> **Problem**
Reproduce word for word the lines of the entries below, starting at the line containing "Would you be able to point to the nose" and ending at the line containing "column 506, row 213", with both of those lines included.

> **Records provided**
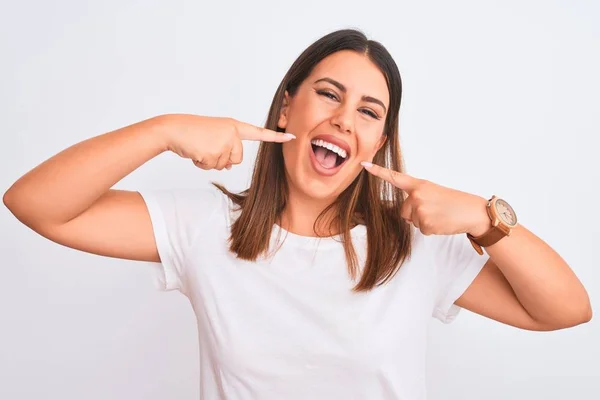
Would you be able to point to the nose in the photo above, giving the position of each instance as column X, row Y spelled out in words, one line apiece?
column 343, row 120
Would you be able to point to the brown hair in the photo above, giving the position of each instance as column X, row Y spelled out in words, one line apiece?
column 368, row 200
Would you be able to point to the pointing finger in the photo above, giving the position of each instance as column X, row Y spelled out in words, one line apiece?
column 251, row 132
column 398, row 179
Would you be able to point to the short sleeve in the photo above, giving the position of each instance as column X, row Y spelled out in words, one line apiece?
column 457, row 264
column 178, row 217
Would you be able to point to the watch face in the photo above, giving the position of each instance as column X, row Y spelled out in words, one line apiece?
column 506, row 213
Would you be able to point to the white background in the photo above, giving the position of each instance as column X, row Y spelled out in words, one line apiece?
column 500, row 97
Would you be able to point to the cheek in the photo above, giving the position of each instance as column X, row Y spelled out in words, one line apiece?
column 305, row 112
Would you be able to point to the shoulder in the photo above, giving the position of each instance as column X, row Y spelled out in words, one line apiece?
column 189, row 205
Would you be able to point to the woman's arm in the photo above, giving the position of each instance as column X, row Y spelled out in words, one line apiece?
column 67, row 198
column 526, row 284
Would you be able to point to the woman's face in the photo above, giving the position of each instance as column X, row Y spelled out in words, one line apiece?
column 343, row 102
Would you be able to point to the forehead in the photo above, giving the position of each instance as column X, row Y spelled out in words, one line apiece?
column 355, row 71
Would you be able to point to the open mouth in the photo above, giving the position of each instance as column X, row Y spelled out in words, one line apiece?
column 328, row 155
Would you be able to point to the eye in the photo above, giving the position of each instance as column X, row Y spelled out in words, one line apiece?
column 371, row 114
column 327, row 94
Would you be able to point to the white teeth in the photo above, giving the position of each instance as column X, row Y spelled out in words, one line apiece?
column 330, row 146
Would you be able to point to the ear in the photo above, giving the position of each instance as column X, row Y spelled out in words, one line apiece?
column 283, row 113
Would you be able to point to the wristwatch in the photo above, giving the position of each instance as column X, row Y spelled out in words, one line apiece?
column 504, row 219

---

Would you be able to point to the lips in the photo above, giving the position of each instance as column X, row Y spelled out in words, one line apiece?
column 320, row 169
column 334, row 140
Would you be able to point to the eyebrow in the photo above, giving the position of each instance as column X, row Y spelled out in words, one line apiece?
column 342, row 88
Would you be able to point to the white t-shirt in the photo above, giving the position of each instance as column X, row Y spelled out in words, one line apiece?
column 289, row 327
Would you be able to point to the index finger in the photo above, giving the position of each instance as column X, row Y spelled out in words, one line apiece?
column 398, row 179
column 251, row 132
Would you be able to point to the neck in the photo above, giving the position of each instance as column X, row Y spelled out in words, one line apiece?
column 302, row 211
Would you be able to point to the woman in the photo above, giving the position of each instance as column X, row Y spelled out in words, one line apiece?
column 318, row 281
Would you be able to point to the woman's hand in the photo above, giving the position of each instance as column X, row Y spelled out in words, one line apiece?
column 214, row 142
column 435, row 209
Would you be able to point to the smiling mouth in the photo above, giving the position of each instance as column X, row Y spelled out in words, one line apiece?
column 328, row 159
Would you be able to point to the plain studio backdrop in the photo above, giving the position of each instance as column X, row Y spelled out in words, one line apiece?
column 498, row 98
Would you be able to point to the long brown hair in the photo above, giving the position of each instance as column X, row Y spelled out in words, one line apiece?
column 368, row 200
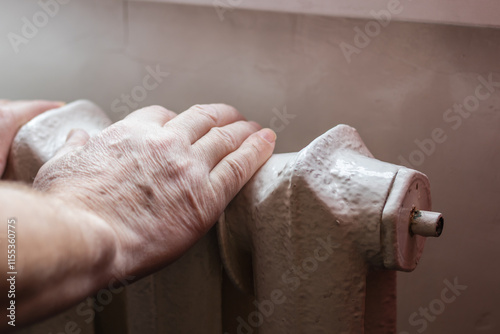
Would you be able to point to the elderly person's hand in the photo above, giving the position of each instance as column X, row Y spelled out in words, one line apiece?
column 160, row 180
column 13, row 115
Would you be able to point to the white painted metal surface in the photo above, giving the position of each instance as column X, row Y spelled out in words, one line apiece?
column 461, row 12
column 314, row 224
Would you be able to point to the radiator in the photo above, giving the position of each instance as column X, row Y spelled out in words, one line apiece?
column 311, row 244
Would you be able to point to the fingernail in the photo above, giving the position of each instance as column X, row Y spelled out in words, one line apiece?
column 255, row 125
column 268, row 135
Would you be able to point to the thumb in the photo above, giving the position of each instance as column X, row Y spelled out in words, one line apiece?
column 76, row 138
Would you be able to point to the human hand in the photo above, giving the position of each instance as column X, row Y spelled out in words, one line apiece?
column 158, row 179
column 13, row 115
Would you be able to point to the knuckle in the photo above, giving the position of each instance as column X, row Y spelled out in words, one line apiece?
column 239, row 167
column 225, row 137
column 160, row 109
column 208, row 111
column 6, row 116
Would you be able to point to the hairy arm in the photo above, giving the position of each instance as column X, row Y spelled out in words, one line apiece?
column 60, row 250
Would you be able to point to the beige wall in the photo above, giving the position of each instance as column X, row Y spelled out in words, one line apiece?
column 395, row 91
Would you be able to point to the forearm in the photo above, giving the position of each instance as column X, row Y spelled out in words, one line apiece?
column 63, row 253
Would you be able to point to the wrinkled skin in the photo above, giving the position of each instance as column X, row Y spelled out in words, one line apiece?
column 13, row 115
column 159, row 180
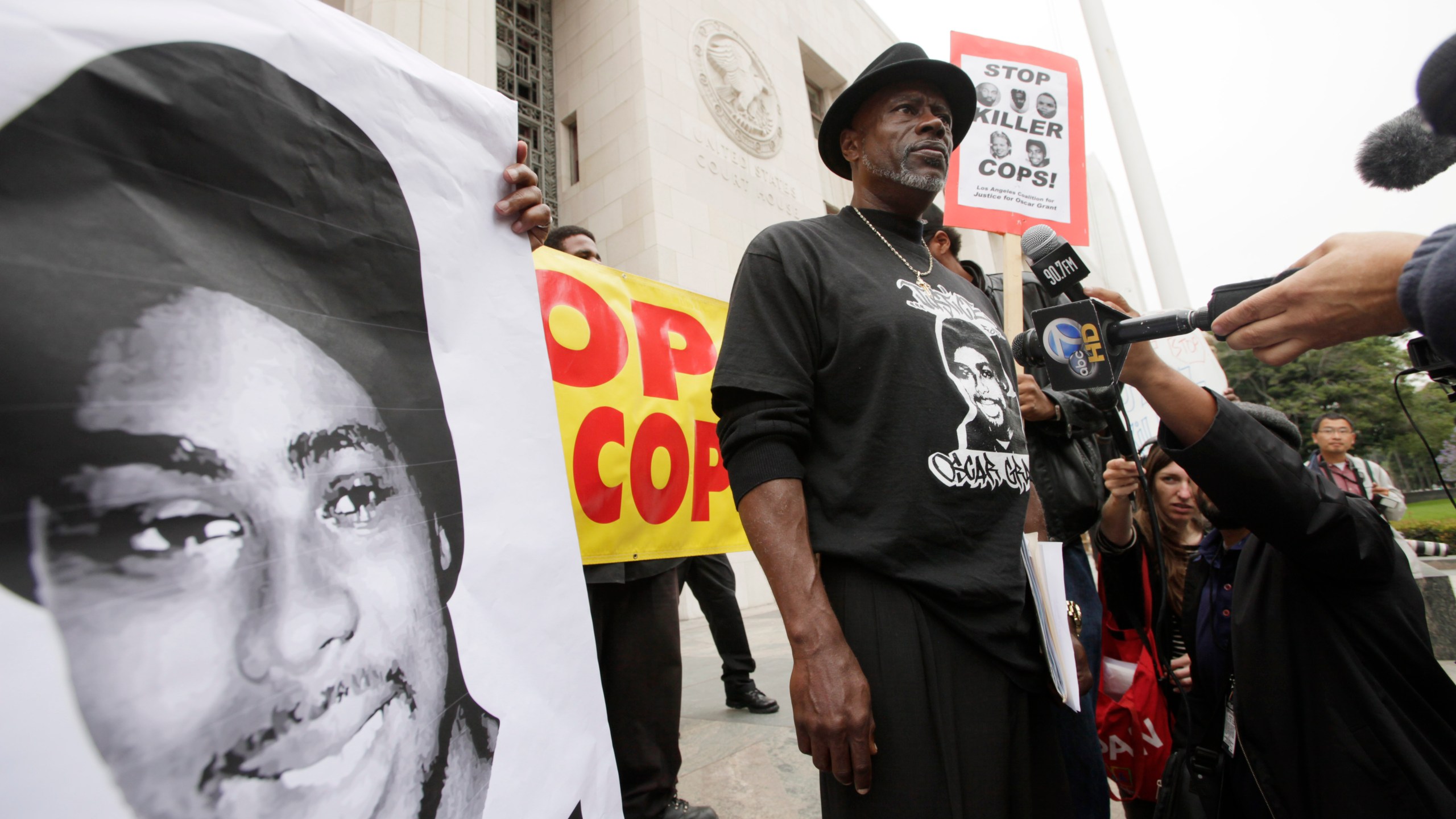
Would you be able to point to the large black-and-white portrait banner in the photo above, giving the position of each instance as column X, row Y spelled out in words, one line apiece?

--

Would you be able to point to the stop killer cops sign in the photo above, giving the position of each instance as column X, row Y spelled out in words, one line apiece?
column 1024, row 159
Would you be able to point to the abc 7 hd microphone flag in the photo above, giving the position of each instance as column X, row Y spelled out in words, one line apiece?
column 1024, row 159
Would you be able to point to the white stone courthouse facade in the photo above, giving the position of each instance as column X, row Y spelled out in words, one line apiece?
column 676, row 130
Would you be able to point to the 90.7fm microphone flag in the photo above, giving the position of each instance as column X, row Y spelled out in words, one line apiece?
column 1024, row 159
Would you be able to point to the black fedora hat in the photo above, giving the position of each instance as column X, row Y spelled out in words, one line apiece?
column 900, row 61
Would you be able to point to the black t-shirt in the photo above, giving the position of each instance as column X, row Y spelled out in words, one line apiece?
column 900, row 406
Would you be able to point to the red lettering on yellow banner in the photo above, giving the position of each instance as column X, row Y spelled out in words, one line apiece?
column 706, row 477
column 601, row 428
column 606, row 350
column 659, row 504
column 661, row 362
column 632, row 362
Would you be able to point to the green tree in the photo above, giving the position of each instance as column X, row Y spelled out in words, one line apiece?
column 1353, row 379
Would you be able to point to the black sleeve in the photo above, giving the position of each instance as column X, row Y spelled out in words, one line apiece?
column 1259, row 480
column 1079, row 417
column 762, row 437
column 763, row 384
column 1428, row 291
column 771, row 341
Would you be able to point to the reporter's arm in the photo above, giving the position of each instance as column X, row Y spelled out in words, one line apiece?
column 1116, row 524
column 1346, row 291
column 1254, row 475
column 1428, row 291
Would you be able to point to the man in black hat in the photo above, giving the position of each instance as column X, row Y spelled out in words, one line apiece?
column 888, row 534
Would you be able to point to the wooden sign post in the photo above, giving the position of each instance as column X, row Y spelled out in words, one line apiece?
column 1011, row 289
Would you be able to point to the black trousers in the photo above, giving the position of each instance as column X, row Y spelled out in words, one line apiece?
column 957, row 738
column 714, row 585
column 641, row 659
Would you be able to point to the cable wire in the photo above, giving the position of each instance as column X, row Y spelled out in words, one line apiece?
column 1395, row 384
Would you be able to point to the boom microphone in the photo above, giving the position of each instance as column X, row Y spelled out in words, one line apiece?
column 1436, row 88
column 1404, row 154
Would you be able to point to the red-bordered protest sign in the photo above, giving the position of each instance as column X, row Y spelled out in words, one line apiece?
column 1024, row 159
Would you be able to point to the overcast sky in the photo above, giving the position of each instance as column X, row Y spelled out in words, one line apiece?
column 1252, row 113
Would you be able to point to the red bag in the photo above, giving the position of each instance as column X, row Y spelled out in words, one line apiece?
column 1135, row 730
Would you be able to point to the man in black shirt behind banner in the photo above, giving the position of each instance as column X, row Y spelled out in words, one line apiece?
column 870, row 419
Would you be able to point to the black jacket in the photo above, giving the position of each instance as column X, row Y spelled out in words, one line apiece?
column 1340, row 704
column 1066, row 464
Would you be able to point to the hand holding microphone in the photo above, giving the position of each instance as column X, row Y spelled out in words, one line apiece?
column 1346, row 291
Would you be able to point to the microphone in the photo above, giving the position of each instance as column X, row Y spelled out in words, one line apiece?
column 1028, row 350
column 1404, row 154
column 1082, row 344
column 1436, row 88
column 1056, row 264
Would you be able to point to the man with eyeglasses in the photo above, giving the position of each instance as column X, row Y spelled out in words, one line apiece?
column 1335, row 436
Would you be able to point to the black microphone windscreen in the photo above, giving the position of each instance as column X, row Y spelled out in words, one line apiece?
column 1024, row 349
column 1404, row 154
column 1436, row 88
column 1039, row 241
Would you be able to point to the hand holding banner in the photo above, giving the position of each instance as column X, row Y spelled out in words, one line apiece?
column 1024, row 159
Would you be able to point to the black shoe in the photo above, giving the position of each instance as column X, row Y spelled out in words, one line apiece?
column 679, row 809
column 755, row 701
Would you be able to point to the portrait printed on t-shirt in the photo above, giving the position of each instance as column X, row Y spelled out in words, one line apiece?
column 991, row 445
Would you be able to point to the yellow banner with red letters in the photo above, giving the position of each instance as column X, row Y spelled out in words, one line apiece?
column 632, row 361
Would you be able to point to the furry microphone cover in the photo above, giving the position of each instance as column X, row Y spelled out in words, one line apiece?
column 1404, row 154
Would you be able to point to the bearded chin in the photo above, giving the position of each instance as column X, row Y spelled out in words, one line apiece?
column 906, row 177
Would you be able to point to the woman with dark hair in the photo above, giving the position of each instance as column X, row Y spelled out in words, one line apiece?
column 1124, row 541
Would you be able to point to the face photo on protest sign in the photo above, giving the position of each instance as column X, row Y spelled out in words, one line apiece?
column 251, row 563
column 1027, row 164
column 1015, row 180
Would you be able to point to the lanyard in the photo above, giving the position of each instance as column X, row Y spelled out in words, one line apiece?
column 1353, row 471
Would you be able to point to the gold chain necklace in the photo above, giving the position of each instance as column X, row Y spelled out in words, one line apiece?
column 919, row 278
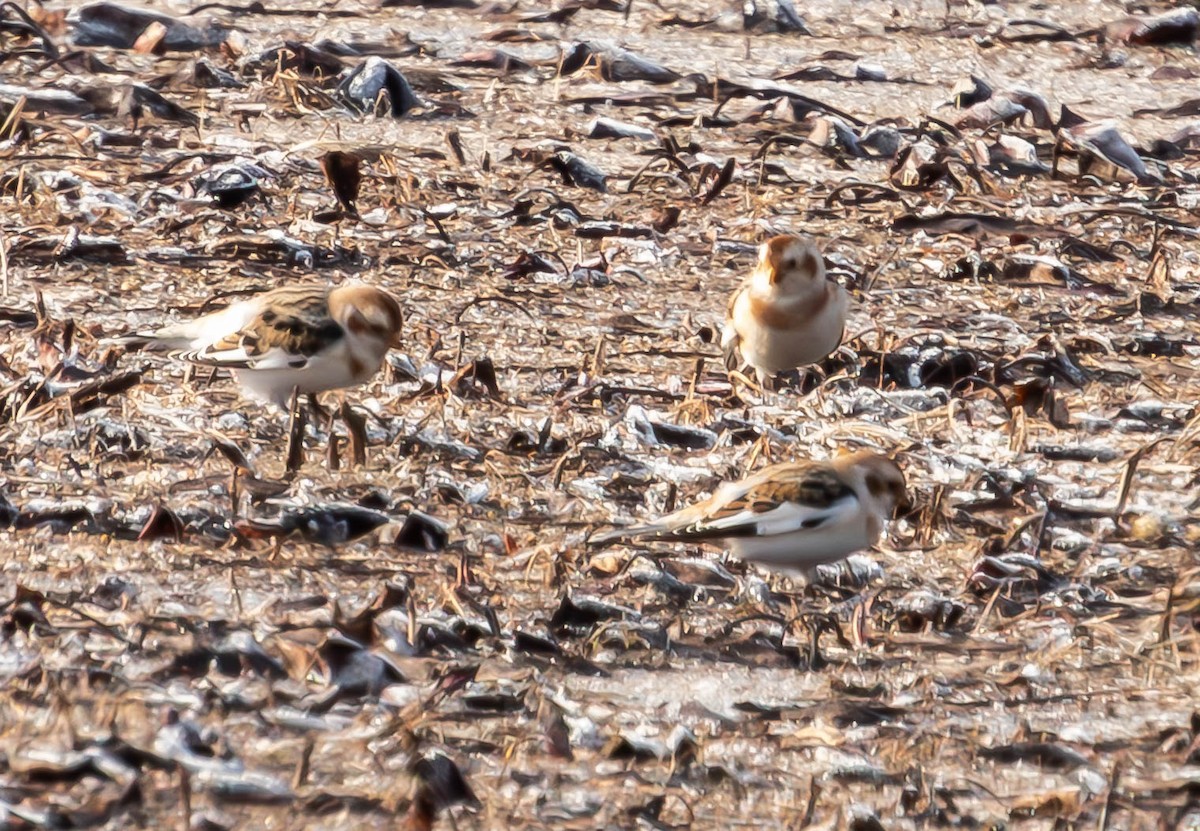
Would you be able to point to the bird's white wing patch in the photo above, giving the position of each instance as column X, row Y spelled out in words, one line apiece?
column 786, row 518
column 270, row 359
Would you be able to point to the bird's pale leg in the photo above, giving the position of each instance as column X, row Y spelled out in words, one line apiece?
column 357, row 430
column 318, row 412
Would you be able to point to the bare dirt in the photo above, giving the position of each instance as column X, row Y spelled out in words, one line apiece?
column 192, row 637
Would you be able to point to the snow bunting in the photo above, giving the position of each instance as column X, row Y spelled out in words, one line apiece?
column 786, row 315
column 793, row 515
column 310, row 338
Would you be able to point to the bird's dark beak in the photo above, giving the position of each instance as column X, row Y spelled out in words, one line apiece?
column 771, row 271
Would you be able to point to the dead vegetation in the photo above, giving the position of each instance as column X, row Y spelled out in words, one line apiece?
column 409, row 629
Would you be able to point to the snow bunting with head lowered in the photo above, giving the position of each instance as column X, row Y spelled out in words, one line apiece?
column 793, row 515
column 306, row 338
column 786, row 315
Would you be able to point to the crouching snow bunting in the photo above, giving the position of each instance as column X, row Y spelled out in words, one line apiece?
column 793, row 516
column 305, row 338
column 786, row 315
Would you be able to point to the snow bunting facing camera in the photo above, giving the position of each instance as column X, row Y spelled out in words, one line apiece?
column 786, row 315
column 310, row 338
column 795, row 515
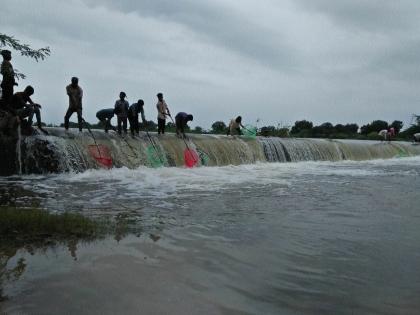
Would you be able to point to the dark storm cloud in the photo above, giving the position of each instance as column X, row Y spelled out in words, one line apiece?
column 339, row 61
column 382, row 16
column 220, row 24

> **Expected output**
Would you be able to point to the nose in the photo above, giving the position of each instance as column X, row Y spelled out in words, one line apiece?
column 343, row 120
Would you be able to point to the brown hair in the photo above, giving the position of each instance as column X, row Y spelled out in words, one line apiece?
column 368, row 200
Would you be able to point to the pointing finger in the photo above, giving the position of each instance as column X, row Y spelled out in words, one line apiece?
column 251, row 132
column 398, row 179
Would you be able to point to the short sleeve in the photo above, giving the position of each instance as column X, row Y spelled out in words, one line apiece?
column 457, row 264
column 178, row 217
Would you be able to point to the watch face in the photo above, giving the position of each instance as column X, row Y spelled out in words, one line apiece?
column 506, row 213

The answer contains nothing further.